* STATED EXERCISE *
Could you give everything in the listing below, from the line containing "Which region of the image contains the small" down to the line containing "top-left (0, 44), bottom-right (450, 299)", as a JSON list of strings, one string per line, with blank lines left out? Include both end lines.

## Begin RAW DATA

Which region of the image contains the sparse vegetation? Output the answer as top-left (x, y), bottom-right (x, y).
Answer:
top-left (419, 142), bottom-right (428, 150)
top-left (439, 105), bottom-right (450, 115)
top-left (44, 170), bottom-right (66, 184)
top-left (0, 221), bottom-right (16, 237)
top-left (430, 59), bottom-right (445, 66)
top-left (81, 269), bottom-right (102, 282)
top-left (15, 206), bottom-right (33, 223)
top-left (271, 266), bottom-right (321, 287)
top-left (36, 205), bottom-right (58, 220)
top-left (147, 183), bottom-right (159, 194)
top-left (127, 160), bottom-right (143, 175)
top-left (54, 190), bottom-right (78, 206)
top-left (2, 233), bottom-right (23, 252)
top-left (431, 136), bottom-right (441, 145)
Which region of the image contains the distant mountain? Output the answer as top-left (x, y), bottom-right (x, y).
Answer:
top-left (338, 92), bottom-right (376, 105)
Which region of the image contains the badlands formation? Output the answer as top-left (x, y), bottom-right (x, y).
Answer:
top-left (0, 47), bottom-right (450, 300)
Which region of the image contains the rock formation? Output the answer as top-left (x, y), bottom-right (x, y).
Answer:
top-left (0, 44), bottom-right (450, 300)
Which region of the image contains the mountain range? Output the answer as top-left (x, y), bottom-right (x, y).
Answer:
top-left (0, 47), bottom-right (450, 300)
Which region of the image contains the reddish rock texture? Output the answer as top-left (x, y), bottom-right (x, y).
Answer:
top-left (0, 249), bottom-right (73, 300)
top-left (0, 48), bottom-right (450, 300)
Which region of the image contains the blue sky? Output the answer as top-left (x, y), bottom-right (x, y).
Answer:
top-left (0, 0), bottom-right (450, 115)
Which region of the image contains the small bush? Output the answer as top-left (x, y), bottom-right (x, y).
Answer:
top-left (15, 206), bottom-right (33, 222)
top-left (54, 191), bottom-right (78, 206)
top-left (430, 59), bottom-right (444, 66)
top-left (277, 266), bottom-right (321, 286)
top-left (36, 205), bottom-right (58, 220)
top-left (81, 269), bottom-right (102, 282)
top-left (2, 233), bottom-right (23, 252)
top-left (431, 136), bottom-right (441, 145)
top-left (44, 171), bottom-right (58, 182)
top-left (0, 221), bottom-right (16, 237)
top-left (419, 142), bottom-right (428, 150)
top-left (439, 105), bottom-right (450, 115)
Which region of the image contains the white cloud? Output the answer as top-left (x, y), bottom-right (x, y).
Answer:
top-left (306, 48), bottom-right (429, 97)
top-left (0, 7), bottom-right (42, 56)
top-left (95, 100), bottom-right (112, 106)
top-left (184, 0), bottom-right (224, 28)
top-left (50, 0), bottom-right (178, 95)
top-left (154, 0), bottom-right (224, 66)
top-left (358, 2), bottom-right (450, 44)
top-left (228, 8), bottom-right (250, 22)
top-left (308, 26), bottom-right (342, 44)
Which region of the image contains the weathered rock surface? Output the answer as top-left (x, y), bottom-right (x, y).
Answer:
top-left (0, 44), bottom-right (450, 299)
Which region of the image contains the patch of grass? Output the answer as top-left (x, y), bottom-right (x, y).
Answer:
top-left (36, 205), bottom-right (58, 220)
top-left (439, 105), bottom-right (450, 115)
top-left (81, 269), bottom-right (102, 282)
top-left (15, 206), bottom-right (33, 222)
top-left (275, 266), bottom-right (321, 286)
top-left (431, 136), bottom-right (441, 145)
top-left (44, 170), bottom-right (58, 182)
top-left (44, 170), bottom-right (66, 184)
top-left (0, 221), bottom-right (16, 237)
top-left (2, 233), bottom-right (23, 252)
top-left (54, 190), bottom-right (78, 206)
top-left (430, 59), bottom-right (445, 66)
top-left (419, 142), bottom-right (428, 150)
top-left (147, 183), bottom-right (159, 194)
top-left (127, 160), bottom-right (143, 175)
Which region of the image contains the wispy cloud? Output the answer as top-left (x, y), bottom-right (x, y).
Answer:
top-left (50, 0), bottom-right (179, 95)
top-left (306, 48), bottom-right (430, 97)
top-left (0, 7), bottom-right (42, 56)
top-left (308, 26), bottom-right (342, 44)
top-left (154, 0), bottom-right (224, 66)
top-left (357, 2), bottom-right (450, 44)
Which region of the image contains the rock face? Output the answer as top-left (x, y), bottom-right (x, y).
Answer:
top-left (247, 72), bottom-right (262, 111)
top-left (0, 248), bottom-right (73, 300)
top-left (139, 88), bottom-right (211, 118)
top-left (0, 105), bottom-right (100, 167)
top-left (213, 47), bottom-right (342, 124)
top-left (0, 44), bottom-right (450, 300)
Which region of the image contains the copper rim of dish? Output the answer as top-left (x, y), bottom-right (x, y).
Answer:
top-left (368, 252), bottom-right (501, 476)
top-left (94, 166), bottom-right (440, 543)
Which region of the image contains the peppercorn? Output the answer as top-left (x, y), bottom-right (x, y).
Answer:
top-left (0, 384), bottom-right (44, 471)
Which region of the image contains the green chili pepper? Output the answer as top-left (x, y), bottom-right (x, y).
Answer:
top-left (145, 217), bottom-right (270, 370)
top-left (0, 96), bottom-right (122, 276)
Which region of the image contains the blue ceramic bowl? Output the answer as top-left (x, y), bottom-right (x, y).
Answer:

## End RAW DATA

* PROBLEM SOLUTION *
[
  "Which region of the image contains the small bush? Output the answer as top-left (x, y), bottom-right (x, y).",
  "Answer:",
  "top-left (15, 206), bottom-right (33, 222)",
  "top-left (54, 191), bottom-right (78, 206)",
  "top-left (430, 59), bottom-right (444, 66)",
  "top-left (277, 266), bottom-right (321, 286)",
  "top-left (36, 205), bottom-right (58, 220)",
  "top-left (81, 269), bottom-right (102, 282)",
  "top-left (2, 233), bottom-right (23, 252)",
  "top-left (431, 136), bottom-right (441, 145)",
  "top-left (44, 171), bottom-right (58, 182)",
  "top-left (0, 221), bottom-right (16, 237)",
  "top-left (419, 142), bottom-right (428, 150)",
  "top-left (439, 105), bottom-right (450, 115)",
  "Which region of the image contains the white cloud? Output the answer as top-left (x, y), bottom-right (x, y).",
  "Answer:",
  "top-left (306, 48), bottom-right (429, 97)",
  "top-left (0, 7), bottom-right (42, 56)",
  "top-left (95, 100), bottom-right (112, 106)",
  "top-left (184, 0), bottom-right (224, 28)",
  "top-left (50, 0), bottom-right (178, 95)",
  "top-left (154, 0), bottom-right (224, 66)",
  "top-left (358, 2), bottom-right (450, 44)",
  "top-left (228, 8), bottom-right (250, 22)",
  "top-left (308, 26), bottom-right (342, 44)",
  "Which region of the image contains the weathered rock surface? Output the answer as top-left (x, y), bottom-right (x, y).",
  "Answer:",
  "top-left (0, 44), bottom-right (450, 299)"
]